━━━ Raw records

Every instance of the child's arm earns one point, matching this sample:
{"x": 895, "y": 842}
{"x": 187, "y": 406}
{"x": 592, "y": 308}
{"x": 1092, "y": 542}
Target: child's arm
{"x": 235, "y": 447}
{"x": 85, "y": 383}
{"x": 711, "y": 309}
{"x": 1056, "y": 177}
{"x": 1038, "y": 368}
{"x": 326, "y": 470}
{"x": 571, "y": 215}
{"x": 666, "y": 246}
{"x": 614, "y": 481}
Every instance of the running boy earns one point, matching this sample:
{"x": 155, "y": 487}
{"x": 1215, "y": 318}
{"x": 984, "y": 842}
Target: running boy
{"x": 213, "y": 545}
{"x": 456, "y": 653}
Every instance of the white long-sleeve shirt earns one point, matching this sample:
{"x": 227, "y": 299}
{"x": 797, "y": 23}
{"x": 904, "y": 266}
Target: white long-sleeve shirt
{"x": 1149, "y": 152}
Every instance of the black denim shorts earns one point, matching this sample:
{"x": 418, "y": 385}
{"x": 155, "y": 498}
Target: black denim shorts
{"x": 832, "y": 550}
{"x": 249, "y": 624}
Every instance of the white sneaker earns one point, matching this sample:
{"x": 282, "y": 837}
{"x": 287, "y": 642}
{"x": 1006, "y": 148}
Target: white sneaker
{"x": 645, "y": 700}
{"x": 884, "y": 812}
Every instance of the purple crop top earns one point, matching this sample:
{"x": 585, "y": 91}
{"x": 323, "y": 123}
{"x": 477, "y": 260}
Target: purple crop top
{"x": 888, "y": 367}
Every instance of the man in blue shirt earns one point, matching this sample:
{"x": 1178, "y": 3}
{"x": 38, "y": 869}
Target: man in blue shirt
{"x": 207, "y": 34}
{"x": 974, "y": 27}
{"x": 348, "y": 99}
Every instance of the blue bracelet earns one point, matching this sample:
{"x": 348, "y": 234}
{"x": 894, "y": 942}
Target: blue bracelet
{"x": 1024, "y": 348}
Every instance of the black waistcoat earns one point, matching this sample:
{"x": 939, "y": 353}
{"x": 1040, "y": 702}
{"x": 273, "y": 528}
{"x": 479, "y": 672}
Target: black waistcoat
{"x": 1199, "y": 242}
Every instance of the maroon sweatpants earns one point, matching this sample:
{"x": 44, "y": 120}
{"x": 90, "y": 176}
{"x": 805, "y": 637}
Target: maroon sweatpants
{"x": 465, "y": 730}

━━━━━━

* Task brief
Put all of the lines above into a JSON list of strings, with one string for each line and any blank lines left out.

* Result of the exercise
[
  "Every instance of the child's arm earns one point, matching this sample:",
  "{\"x\": 895, \"y\": 842}",
  "{\"x\": 187, \"y\": 406}",
  "{\"x\": 592, \"y\": 308}",
  "{\"x\": 1092, \"y\": 542}",
  "Target: child's arm",
  "{\"x\": 235, \"y\": 447}",
  "{\"x\": 85, \"y\": 383}",
  "{\"x\": 711, \"y\": 309}",
  "{\"x\": 1056, \"y\": 177}",
  "{\"x\": 1038, \"y\": 368}",
  "{\"x\": 326, \"y\": 470}",
  "{\"x\": 571, \"y\": 215}",
  "{\"x\": 666, \"y\": 246}",
  "{\"x\": 614, \"y\": 481}",
  "Every instance of the running boy earns one point, matching this sample:",
  "{\"x\": 155, \"y\": 487}",
  "{\"x\": 1215, \"y\": 318}",
  "{\"x\": 984, \"y\": 842}",
  "Target: running boy",
  "{\"x\": 213, \"y\": 545}",
  "{\"x\": 456, \"y\": 653}",
  "Every instance of the white long-sleeve shirt earns one point, matching this sample:",
  "{\"x\": 227, \"y\": 299}",
  "{\"x\": 797, \"y\": 23}",
  "{\"x\": 904, \"y\": 266}",
  "Target: white long-sleeve shirt",
  "{\"x\": 1149, \"y\": 152}",
  "Every instance of the black denim shorts earns one point, matching this sample:",
  "{\"x\": 418, \"y\": 385}",
  "{\"x\": 155, \"y\": 498}",
  "Target: black denim shorts",
  "{\"x\": 832, \"y\": 550}",
  "{\"x\": 249, \"y\": 624}",
  "Every instance of the white sneaker earns one point, matching this sample:",
  "{\"x\": 282, \"y\": 837}",
  "{\"x\": 287, \"y\": 642}",
  "{\"x\": 1006, \"y\": 148}",
  "Target: white sneaker",
  "{\"x\": 645, \"y\": 700}",
  "{\"x\": 884, \"y\": 812}",
  "Every instance of the purple crop top earns one point, matching this sample:",
  "{\"x\": 585, \"y\": 91}",
  "{\"x\": 323, \"y\": 123}",
  "{\"x\": 477, \"y\": 260}",
  "Target: purple crop top",
  "{\"x\": 888, \"y\": 367}",
  "Every instance of the man in blue shirt earns one point, matching this sample:",
  "{\"x\": 1178, \"y\": 3}",
  "{\"x\": 38, \"y\": 869}",
  "Target: man in blue shirt",
  "{\"x\": 207, \"y\": 34}",
  "{\"x\": 974, \"y\": 27}",
  "{\"x\": 348, \"y\": 99}",
  "Every instance of the blue bracelet earns one point, matching this sample:",
  "{\"x\": 348, \"y\": 234}",
  "{\"x\": 894, \"y\": 942}",
  "Target: blue bracelet",
  "{\"x\": 1024, \"y\": 348}",
  "Every instance of the black waistcoat earns one point, matching this sample:",
  "{\"x\": 939, \"y\": 353}",
  "{\"x\": 1040, \"y\": 702}",
  "{\"x\": 273, \"y\": 528}",
  "{\"x\": 479, \"y\": 672}",
  "Target: black waistcoat",
  "{\"x\": 1199, \"y\": 242}",
  "Every instance of the maroon sweatpants earns one point, matching this sample:",
  "{\"x\": 44, \"y\": 120}",
  "{\"x\": 90, \"y\": 176}",
  "{\"x\": 805, \"y\": 637}",
  "Target: maroon sweatpants",
  "{\"x\": 465, \"y\": 730}"
]